*WHAT THIS TASK INVOLVES*
Write out the whole listing word for word.
>> Start DATASET RECORDS
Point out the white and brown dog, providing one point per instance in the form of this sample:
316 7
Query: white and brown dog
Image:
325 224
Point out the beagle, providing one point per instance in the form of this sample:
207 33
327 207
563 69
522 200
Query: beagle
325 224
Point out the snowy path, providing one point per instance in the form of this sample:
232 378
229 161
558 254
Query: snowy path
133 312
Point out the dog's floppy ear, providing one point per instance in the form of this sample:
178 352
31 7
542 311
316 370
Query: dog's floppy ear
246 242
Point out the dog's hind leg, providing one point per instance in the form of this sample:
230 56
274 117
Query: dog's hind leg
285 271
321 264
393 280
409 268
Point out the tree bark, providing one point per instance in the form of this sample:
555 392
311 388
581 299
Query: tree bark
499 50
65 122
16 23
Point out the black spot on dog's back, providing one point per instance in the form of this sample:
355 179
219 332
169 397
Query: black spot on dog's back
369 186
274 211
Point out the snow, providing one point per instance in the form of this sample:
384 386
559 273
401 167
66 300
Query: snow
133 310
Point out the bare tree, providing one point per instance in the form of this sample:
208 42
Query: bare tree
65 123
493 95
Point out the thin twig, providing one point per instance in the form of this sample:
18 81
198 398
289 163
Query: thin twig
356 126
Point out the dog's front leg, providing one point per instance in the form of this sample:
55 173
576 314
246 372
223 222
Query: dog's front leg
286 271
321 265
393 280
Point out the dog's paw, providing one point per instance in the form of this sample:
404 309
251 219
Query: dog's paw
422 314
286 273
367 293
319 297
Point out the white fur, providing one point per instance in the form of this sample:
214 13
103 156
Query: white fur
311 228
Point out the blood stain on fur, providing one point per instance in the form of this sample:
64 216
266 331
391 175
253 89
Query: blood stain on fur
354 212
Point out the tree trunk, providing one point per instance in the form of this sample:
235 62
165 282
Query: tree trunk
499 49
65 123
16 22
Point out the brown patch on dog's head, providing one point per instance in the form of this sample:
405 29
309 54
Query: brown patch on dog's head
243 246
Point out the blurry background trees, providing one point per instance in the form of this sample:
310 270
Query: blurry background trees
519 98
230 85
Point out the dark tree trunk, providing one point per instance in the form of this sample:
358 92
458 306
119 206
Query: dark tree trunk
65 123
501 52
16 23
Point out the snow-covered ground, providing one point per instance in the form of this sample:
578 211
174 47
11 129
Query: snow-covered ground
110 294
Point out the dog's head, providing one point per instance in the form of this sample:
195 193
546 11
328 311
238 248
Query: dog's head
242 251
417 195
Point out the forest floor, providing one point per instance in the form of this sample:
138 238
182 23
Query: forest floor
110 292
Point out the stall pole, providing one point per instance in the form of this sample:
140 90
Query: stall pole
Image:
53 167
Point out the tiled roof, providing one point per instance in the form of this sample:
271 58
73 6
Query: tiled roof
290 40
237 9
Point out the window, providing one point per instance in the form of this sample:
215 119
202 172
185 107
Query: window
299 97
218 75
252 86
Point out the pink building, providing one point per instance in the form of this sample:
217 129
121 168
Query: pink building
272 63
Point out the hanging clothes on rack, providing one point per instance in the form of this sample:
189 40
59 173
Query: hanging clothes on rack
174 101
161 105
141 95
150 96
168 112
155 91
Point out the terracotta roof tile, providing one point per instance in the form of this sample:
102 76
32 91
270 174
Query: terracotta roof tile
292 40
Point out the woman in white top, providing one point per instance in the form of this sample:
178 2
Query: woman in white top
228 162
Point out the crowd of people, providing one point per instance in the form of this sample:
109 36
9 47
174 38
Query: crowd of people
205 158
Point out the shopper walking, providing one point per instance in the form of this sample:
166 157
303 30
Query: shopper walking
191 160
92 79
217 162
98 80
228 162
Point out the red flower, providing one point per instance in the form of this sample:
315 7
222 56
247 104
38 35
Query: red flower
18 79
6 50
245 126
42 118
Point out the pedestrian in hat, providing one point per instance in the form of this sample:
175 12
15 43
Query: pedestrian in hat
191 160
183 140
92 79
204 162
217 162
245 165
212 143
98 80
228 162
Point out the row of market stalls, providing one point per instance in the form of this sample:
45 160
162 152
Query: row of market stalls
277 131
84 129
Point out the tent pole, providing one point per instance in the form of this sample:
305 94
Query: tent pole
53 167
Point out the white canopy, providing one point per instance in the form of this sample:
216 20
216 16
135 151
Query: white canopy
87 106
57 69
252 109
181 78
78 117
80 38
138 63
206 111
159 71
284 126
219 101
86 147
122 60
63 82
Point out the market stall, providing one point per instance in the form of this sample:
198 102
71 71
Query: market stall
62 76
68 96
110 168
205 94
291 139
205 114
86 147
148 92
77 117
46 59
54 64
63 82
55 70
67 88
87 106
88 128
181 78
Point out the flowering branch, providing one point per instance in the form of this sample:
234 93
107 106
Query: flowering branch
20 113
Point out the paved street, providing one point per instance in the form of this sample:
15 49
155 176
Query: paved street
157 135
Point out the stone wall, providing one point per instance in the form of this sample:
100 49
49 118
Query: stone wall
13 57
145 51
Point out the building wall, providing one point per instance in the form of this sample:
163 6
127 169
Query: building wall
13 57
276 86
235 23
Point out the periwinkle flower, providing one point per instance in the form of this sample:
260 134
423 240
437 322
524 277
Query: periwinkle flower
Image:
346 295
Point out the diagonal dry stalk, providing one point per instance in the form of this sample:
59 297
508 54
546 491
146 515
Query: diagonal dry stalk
>> End DATASET RECORDS
*ANSWER IN FULL*
Point out the white and brown dog, providing one point per instance in the form of this sample:
316 7
Query: white and brown dog
Image:
325 224
Point out the beagle, providing one point per instance in the form of this sample:
207 33
327 207
563 69
522 200
Query: beagle
325 224
Point out the snowy path, providing one point per instance in the form of this sample:
232 378
229 161
558 254
Query: snowy path
133 312
Point out the dog's floppy ear, providing one point per instance in the form of this sample:
178 352
31 7
542 311
316 370
Query: dog's floppy ear
246 242
Point out the dog's hind leg, providing one point per instance in the form of this sample:
230 56
274 117
Query: dog's hind leg
285 271
321 264
393 280
409 268
Point out the tree bark, providing one point per instance in the form of this sample:
555 392
311 388
581 299
Query: tree bark
499 50
65 122
16 23
Point out the black spot on dog's back, providing one point per instance in the form of this sample:
355 179
219 332
169 397
Query: black spot on dog's back
369 186
274 211
Point out the snow, providing one point per instance in the form of this sample:
384 386
559 273
401 167
66 300
Query: snow
133 310
Point out the bare tree, providing one point per instance in the form of this sample:
208 42
Query: bare tree
65 123
493 95
Point out the thin twig, providing one point per instance in the form of this sample:
18 81
198 398
289 163
Query: thin twig
356 126
Point out the dog's front leg, providing one point per instance in the form of this sample:
55 173
576 314
246 372
223 222
Query: dog's front leg
286 271
321 265
393 280
Point out the dog's paw, providing one point per instance in the form of this sample:
404 309
251 219
Query: dog's paw
422 314
286 273
367 293
319 297
Point out the white fur, providing one point per instance in the form of this sample:
214 13
103 156
Query: white fur
311 228
Point out the blood stain on fur, providing one point per instance in the form of this sample:
64 216
266 331
391 175
253 89
Query: blood stain on fur
354 212
Point out the tree trunk, providing one point per instance in the form of this sample:
235 62
165 282
Query: tree trunk
499 49
65 123
16 22
Point out the brown patch on dog's head, providing one point per instance in the form of this sample:
405 29
309 54
Query: brown patch on dog's head
243 246
Point out the blurry background trees, providing one point per instance in the form of this sample:
310 270
Query: blurry background trees
519 98
230 85
Point out the dark tree trunk, providing one point per instance in the form of this sample:
358 92
458 306
119 206
Query: dark tree trunk
65 123
501 52
16 23
Point out the snow-covered ground, providing one point per instance in the form of this sample:
578 211
174 47
11 129
Query: snow-covered ground
110 294
Point out the dog's head, providing one point per instance in the form of this sample:
195 193
546 11
328 311
238 248
Query: dog's head
242 251
417 195
Point out the forest floor, providing one point per instance in the form of this sample:
138 238
182 23
Query: forest floor
110 292
Point out the stall pole, providing one point per instance in the form of this sample:
140 90
Query: stall pole
Image:
53 167
Point out the tiled roof, providing one point per instance in the form of this sample:
271 58
73 6
Query: tiled roof
290 40
237 9
Point out the window, providing one point per instance in the form of this sample:
215 119
202 172
185 107
Query: window
299 97
218 75
252 86
Point out the pink building, providing one point per instance in the form of this sample:
217 129
121 168
Query: pink building
272 63
Point out the hanging clothes on rack, providing one point per instance in the form of this sample:
189 40
59 173
Query: hanging clothes on rack
174 101
161 105
141 95
150 96
168 112
155 91
Point out the terracotta roof tile, providing one point per instance in the form of this sample:
102 76
32 91
270 174
Query: terracotta roof tile
292 40
Point out the woman in white top, providing one point per instance in the form of this sample:
178 2
Query: woman in white top
228 162
Point out the crowd of people, providing one point per instance in the form of this sample:
109 36
9 47
174 38
Query: crowd of people
205 158
Point out the shopper walking, providing one point per instance in the form of this sample:
166 157
303 30
Query: shopper walking
191 160
92 79
217 162
98 80
228 162
Point out the red flower, providing one point per instance in the form of this sample:
315 7
222 56
247 104
38 35
Query: red flower
18 79
6 50
245 126
42 118
Point out the pedestrian in hat, providing one point per instance in the form of this sample:
175 12
15 43
Query: pedestrian in hat
191 160
183 140
92 79
204 162
217 162
245 165
212 143
98 80
228 162
Point out the row of market stalls, providing one point per instance in the form of this sample:
45 160
162 152
Query: row of market stalls
277 131
84 129
Point out the tent pole, providing one point per instance in the form of this sample:
305 94
Query: tent pole
53 167
Point out the white canopy, providing one point per instance in the form of this sample:
216 20
216 16
135 151
Query: white canopy
87 106
57 69
252 109
181 78
78 117
80 38
138 63
206 111
159 71
284 126
219 101
86 147
122 60
63 82
Point out the market stall, providing one point per instance in the form of this sample:
198 102
71 71
Query: market stall
62 76
68 96
110 168
205 94
291 139
205 114
86 147
148 92
77 117
46 59
54 64
63 82
55 70
67 88
87 106
88 128
181 78
Point out the flowering branch, providing one point per instance in the form of this sample:
234 93
107 106
Query: flowering branch
20 113
Point out the paved street, providing one point per instance in the form of this sample:
15 49
155 176
Query: paved street
157 135
Point out the stone wall, providing one point per instance in the form of this sample:
100 49
49 118
Query: stone wall
13 57
145 51
Point out the building wall, providing one point per instance in the form of this sample:
163 6
127 169
Query: building wall
13 57
276 86
235 23
Point out the periwinkle flower, providing one point per instance in the form of this sample:
260 134
423 240
437 322
524 277
Query: periwinkle flower
Image:
346 295
Point out the diagonal dry stalk, providing one point per instance in the form of this sample:
59 297
508 54
546 491
146 515
Query: diagonal dry stalk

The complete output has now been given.